**** Data to use

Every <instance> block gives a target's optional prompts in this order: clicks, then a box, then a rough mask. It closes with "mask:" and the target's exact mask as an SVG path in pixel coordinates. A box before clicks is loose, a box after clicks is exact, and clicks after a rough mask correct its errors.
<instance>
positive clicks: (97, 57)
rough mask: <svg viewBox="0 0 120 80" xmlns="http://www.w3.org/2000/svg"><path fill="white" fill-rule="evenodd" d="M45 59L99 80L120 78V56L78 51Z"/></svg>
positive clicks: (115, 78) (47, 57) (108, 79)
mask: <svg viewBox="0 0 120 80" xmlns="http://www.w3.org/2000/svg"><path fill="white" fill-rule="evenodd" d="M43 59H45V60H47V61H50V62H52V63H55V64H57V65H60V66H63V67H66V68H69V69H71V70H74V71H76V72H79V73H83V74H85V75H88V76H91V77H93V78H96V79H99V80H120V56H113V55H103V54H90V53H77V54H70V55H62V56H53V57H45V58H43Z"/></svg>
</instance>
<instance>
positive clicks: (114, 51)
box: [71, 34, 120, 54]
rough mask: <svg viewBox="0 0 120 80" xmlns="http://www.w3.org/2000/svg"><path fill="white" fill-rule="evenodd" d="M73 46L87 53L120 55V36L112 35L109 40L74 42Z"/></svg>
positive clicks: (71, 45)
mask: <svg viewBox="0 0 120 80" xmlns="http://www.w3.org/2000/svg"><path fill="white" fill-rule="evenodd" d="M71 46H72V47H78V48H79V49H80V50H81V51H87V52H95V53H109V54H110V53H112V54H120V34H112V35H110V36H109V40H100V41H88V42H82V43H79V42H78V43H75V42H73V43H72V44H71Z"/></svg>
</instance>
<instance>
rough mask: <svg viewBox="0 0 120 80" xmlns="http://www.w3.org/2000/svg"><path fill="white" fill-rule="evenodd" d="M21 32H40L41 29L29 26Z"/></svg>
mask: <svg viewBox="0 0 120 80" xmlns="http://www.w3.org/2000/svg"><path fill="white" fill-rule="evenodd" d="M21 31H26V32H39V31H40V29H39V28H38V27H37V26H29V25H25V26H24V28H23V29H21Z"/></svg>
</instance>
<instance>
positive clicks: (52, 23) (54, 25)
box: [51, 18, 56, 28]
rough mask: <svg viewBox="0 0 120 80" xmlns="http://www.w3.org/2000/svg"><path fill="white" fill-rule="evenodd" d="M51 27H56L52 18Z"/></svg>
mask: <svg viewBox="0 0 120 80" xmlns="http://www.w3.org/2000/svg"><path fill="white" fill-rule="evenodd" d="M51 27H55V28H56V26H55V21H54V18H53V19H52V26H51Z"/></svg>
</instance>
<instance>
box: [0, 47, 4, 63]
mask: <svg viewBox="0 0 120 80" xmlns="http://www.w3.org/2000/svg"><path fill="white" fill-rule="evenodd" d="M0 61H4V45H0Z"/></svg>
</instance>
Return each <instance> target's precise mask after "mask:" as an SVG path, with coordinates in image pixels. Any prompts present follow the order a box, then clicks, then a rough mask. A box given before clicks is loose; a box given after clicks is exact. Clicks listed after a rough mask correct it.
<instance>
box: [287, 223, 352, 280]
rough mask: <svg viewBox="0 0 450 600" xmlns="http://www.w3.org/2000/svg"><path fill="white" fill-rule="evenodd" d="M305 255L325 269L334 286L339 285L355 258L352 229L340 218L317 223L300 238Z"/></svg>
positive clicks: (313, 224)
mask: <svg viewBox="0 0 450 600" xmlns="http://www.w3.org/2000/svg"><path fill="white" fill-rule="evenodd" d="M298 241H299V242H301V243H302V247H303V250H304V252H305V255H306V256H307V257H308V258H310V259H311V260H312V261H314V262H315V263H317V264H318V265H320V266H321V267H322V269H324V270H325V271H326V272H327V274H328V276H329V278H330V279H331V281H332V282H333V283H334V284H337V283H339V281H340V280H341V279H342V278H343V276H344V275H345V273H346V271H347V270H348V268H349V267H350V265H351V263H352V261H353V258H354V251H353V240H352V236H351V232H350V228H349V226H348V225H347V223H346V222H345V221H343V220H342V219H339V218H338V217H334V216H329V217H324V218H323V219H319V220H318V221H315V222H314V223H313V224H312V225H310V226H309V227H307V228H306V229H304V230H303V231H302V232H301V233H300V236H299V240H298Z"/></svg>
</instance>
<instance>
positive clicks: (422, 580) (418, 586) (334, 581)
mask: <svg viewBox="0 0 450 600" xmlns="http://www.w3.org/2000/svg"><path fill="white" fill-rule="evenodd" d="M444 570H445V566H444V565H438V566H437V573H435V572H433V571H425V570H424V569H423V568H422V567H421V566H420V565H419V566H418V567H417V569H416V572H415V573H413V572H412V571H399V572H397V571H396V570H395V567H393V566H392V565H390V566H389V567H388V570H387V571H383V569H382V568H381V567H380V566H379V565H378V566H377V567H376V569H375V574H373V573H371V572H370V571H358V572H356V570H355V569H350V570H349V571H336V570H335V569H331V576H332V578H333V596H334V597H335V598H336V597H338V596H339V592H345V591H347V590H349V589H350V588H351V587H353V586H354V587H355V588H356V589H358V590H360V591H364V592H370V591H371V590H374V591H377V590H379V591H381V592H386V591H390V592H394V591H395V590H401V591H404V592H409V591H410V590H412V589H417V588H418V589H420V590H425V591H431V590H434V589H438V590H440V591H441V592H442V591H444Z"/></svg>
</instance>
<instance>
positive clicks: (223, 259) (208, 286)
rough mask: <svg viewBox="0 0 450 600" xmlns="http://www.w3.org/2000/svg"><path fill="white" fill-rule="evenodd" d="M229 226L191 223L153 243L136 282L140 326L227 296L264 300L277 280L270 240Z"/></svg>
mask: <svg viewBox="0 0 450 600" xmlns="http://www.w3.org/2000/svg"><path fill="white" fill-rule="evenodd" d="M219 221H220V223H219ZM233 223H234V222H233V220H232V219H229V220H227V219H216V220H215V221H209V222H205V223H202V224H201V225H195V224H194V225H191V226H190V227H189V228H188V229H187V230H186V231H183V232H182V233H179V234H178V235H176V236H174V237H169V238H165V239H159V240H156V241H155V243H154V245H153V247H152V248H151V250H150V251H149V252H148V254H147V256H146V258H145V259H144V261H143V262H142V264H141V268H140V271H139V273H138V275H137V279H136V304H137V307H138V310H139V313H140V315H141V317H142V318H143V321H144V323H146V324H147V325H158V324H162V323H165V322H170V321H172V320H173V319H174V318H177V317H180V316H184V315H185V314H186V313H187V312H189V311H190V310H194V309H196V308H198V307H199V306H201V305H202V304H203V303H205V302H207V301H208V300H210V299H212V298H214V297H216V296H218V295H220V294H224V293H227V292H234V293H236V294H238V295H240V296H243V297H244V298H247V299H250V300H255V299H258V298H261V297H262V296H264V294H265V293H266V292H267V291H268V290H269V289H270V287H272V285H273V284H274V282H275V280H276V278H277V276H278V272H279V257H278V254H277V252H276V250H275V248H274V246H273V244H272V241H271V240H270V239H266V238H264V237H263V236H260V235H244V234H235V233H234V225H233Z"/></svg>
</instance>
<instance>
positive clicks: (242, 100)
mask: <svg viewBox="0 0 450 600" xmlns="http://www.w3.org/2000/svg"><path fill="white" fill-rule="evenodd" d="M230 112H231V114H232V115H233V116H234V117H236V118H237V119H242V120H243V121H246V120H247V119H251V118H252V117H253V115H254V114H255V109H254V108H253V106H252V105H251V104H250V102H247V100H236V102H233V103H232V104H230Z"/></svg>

********

Work item:
Up to and including the line with "46L87 53L120 55V36L112", output every line of the records above exactly, starting from the first; output nothing else.

Answer for the task:
Every <instance> block gives a target's optional prompts in this order: clicks, then a box, then a rough mask. It closes with "mask:" and the target's exact mask as an SVG path in pixel coordinates. A box before clicks is loose, a box after clicks is exact, and clicks after a rough mask correct its errors.
<instance>
positive clicks: (97, 57)
rough mask: <svg viewBox="0 0 120 80" xmlns="http://www.w3.org/2000/svg"><path fill="white" fill-rule="evenodd" d="M45 59L99 80L120 78V56L78 51Z"/></svg>
positive clicks: (115, 78) (47, 57) (108, 79)
mask: <svg viewBox="0 0 120 80" xmlns="http://www.w3.org/2000/svg"><path fill="white" fill-rule="evenodd" d="M43 59H45V60H47V61H50V62H52V63H55V64H57V65H60V66H63V67H66V68H69V69H71V70H74V71H76V72H79V73H83V74H85V75H88V76H91V77H93V78H96V79H99V80H120V56H113V55H103V54H90V53H77V54H70V55H62V56H53V57H45V58H43Z"/></svg>
</instance>
<instance>
positive clicks: (114, 51)
box: [71, 34, 120, 54]
rough mask: <svg viewBox="0 0 120 80" xmlns="http://www.w3.org/2000/svg"><path fill="white" fill-rule="evenodd" d="M73 46L87 53L120 55V36L112 35L109 40L74 42Z"/></svg>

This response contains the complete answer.